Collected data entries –
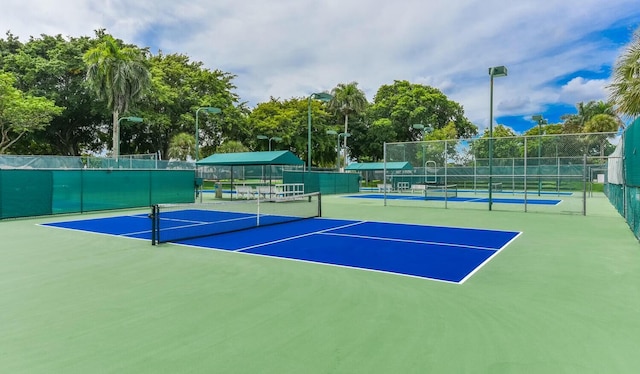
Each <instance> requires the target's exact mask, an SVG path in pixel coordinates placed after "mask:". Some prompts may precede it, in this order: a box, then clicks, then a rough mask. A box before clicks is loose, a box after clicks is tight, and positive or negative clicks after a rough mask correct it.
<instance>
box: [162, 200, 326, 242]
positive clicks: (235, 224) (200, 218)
mask: <svg viewBox="0 0 640 374" xmlns="http://www.w3.org/2000/svg"><path fill="white" fill-rule="evenodd" d="M321 206H322V204H321V199H320V193H318V192H315V193H309V194H303V195H296V196H289V197H279V198H274V199H264V200H260V199H258V200H246V201H245V200H243V201H228V202H215V203H195V204H158V205H154V206H153V207H152V212H151V218H152V219H151V221H152V224H151V226H152V227H151V231H152V234H151V235H152V238H151V244H153V245H156V244H160V243H166V242H172V241H179V240H185V239H193V238H199V237H204V236H211V235H217V234H222V233H226V232H233V231H240V230H246V229H250V228H254V227H259V226H268V225H275V224H281V223H287V222H292V221H297V220H302V219H306V218H313V217H320V216H321V213H322V210H321Z"/></svg>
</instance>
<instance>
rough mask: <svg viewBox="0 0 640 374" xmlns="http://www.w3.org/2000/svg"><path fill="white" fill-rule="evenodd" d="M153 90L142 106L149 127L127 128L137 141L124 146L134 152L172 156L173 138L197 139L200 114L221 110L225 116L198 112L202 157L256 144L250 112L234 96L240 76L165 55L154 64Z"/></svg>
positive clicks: (145, 97) (155, 60)
mask: <svg viewBox="0 0 640 374" xmlns="http://www.w3.org/2000/svg"><path fill="white" fill-rule="evenodd" d="M149 63H150V66H151V68H150V70H151V73H152V74H151V75H152V83H151V88H150V90H149V92H148V94H147V95H146V96H145V98H144V99H143V100H142V102H140V104H139V105H138V108H139V111H140V114H141V116H143V117H144V118H145V122H144V123H137V124H131V125H133V126H130V127H129V126H128V127H126V128H124V129H122V131H123V134H127V135H129V136H128V137H127V138H128V139H131V140H130V141H129V142H127V143H123V145H122V146H123V149H125V148H124V147H127V148H126V149H128V150H130V151H132V152H140V151H143V150H146V151H147V152H149V151H151V152H152V151H156V150H160V151H161V153H162V154H167V152H168V147H169V143H170V139H171V138H172V137H173V136H175V135H176V134H179V133H182V132H186V133H189V134H194V135H192V136H194V141H195V120H196V111H197V110H198V108H200V107H216V108H219V109H221V110H222V113H215V114H213V113H212V114H209V113H207V112H206V111H200V112H199V113H198V129H199V141H200V144H199V156H200V157H201V158H202V157H207V156H209V155H211V154H213V153H214V152H215V151H216V148H217V147H218V146H219V145H220V144H222V143H223V142H225V141H228V140H238V141H241V142H247V144H249V143H248V142H249V140H250V130H249V127H248V123H247V116H248V113H249V110H248V109H247V108H246V106H245V104H244V103H239V97H238V95H237V94H235V93H234V92H233V90H234V89H235V86H234V85H233V79H234V78H235V76H234V75H232V74H228V73H224V72H222V71H219V70H208V69H205V68H204V67H203V64H202V63H201V62H194V61H191V60H190V59H189V57H188V56H186V55H182V54H168V55H167V54H163V53H162V52H160V53H159V54H157V55H153V56H151V57H150V59H149Z"/></svg>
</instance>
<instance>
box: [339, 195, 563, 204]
mask: <svg viewBox="0 0 640 374" xmlns="http://www.w3.org/2000/svg"><path fill="white" fill-rule="evenodd" d="M346 197H349V198H356V199H384V194H381V193H377V194H358V195H348V196H346ZM387 200H421V201H425V200H429V201H444V200H445V198H444V197H440V196H430V197H427V198H426V199H425V197H424V196H423V195H417V196H411V195H396V194H388V195H387ZM491 200H492V201H493V202H494V203H500V204H522V205H524V203H525V201H526V203H527V204H529V205H558V204H560V203H561V202H562V200H558V199H527V200H525V199H519V198H506V197H493V198H492V199H491ZM447 201H450V202H459V203H488V202H489V198H488V197H473V196H469V197H464V196H458V197H447Z"/></svg>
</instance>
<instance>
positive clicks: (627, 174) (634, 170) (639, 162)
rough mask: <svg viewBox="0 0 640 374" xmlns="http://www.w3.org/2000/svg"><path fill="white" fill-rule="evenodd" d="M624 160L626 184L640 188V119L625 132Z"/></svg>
mask: <svg viewBox="0 0 640 374" xmlns="http://www.w3.org/2000/svg"><path fill="white" fill-rule="evenodd" d="M623 160H624V174H625V184H626V185H627V186H635V187H640V119H638V120H636V121H635V122H634V123H633V124H631V126H629V127H627V129H626V130H625V132H624V158H623Z"/></svg>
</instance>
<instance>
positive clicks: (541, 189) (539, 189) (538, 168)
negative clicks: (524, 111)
mask: <svg viewBox="0 0 640 374" xmlns="http://www.w3.org/2000/svg"><path fill="white" fill-rule="evenodd" d="M531 119H532V120H534V121H536V122H538V196H540V191H541V190H542V178H541V176H540V161H541V157H542V125H545V124H546V123H547V120H545V119H544V117H542V114H536V115H534V116H531Z"/></svg>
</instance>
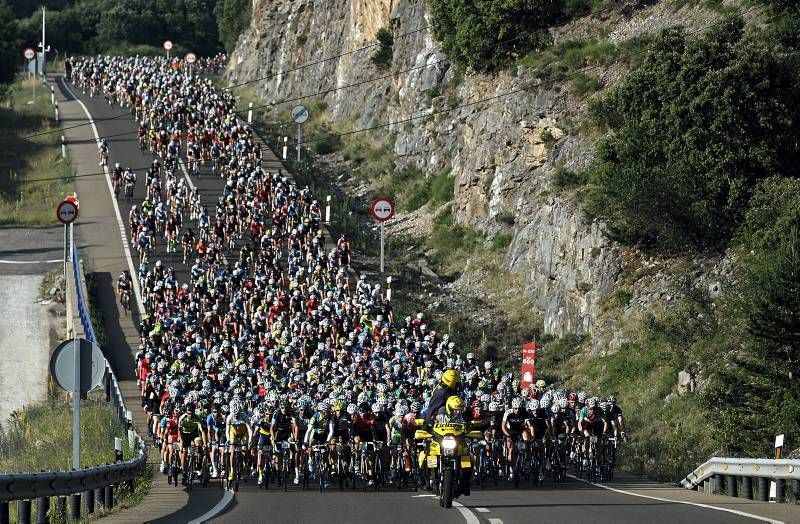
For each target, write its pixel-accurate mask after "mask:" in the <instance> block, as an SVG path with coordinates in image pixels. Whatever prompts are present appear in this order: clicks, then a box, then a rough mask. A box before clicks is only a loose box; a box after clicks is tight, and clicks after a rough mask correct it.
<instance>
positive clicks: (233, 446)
mask: <svg viewBox="0 0 800 524" xmlns="http://www.w3.org/2000/svg"><path fill="white" fill-rule="evenodd" d="M225 434H226V435H227V437H228V447H229V448H230V450H229V453H230V455H229V457H228V460H229V462H228V464H229V467H228V480H233V478H234V469H235V465H236V464H237V461H236V459H235V456H236V452H237V451H241V447H242V446H244V447H246V446H247V445H248V443H250V441H252V440H253V429H252V428H251V427H250V423H249V422H248V421H247V418H246V417H245V414H244V406H242V403H241V402H239V401H233V402H231V404H230V414H228V417H227V418H226V419H225ZM236 448H240V449H239V450H237V449H236ZM242 456H243V457H244V454H242ZM239 466H240V467H241V464H239Z"/></svg>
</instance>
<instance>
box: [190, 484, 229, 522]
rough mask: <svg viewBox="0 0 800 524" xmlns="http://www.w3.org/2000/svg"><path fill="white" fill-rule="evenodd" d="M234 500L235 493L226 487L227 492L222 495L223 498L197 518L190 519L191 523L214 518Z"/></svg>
mask: <svg viewBox="0 0 800 524" xmlns="http://www.w3.org/2000/svg"><path fill="white" fill-rule="evenodd" d="M232 501H233V493H231V492H230V491H228V490H227V489H226V490H225V494H224V495H222V498H221V499H220V501H219V502H217V505H216V506H214V507H213V508H211V509H210V510H208V511H207V512H205V513H203V514H202V515H200V516H199V517H197V518H196V519H193V520H190V521H189V524H202V523H203V522H206V521H208V520H211V519H213V518H214V517H216V516H217V515H219V514H220V513H222V512H223V511H225V508H227V507H228V504H230V503H231V502H232Z"/></svg>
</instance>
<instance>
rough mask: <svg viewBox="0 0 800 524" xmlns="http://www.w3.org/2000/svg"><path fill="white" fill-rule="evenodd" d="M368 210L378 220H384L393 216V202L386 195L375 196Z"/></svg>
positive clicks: (379, 221) (393, 204) (372, 215)
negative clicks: (379, 197) (368, 209)
mask: <svg viewBox="0 0 800 524" xmlns="http://www.w3.org/2000/svg"><path fill="white" fill-rule="evenodd" d="M369 212H370V213H371V214H372V216H373V218H375V220H377V221H378V222H385V221H387V220H389V219H390V218H392V217H393V216H394V202H392V200H391V199H389V198H386V197H380V198H376V199H375V200H373V201H372V205H371V206H370V208H369Z"/></svg>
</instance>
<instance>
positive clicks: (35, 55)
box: [22, 47, 36, 103]
mask: <svg viewBox="0 0 800 524" xmlns="http://www.w3.org/2000/svg"><path fill="white" fill-rule="evenodd" d="M22 56H24V57H25V60H27V61H28V71H29V72H30V69H31V65H30V64H31V60H33V59H34V58H35V57H36V51H34V50H33V48H31V47H26V48H25V50H24V51H23V52H22ZM31 103H36V68H34V70H33V99H32V100H31Z"/></svg>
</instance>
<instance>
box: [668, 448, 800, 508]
mask: <svg viewBox="0 0 800 524" xmlns="http://www.w3.org/2000/svg"><path fill="white" fill-rule="evenodd" d="M787 481H791V486H792V498H793V499H794V500H795V501H800V460H790V459H749V458H732V457H711V458H710V459H709V460H708V461H706V462H705V463H704V464H702V465H701V466H700V467H698V468H697V469H695V470H694V471H692V472H691V473H689V474H688V475H687V476H686V478H684V479H683V480H681V485H682V486H683V487H684V488H686V489H696V490H698V491H704V492H706V493H717V494H725V495H728V496H731V497H742V498H746V499H750V500H752V499H753V498H754V492H753V490H754V488H755V498H756V500H759V501H762V502H768V501H769V500H770V499H771V498H774V499H775V501H776V502H786V498H787V497H786V483H787Z"/></svg>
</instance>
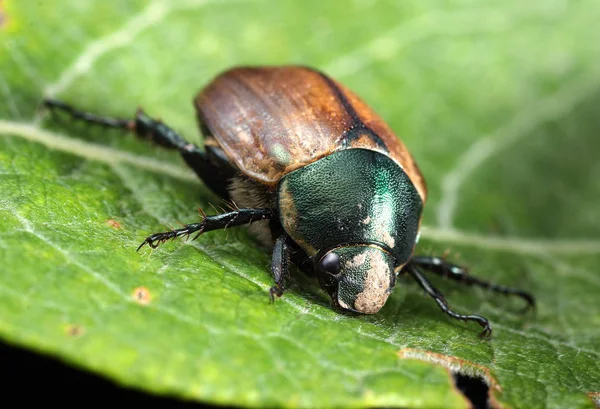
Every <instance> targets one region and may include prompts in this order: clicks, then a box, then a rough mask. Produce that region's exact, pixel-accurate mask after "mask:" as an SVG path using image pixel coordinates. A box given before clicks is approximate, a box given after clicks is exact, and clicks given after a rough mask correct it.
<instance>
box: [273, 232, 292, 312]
mask: <svg viewBox="0 0 600 409" xmlns="http://www.w3.org/2000/svg"><path fill="white" fill-rule="evenodd" d="M271 274H273V278H274V279H275V285H274V286H273V287H271V289H270V290H269V298H270V299H271V302H274V301H275V296H277V297H281V296H282V295H283V292H284V291H285V288H286V282H287V279H288V278H289V275H290V245H289V242H288V236H287V234H285V233H283V234H282V235H281V236H279V237H278V238H277V240H275V245H274V246H273V258H272V260H271Z"/></svg>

Work instruction – Which lines above carry the string "before"? Copy those lines.

Problem solution –
Each <instance> requires the target's exact mask, an SVG path in pixel coordinates placed after "mask:". Some prompts may precede it, in this order: a box, then clicks, then a rough mask. A box before clicks is loose, a box after clicks is tight, and positive or negative clicks after a rough mask correct it.
For each target, write its pixel-accurate mask after "mask:" in the <instance> block, as an SVG path with coordinates in image pixels. Whatever prompts are present appear in this order: clicks, then a box, then a rough mask. A box before clicks is only a loose box; a box after clicks is tight, and clicks after a rough mask correct it.
Every <instance> targets one region and may include prompts in this order: clicks, then a box, then a rough mask. Produce that region's exact, pixel-accurate mask after "mask:" as an SVG path using image pixel coordinates. A box given before clicks is approximate, a box given after clicks is exact, and clicks given after a rough mask correct it.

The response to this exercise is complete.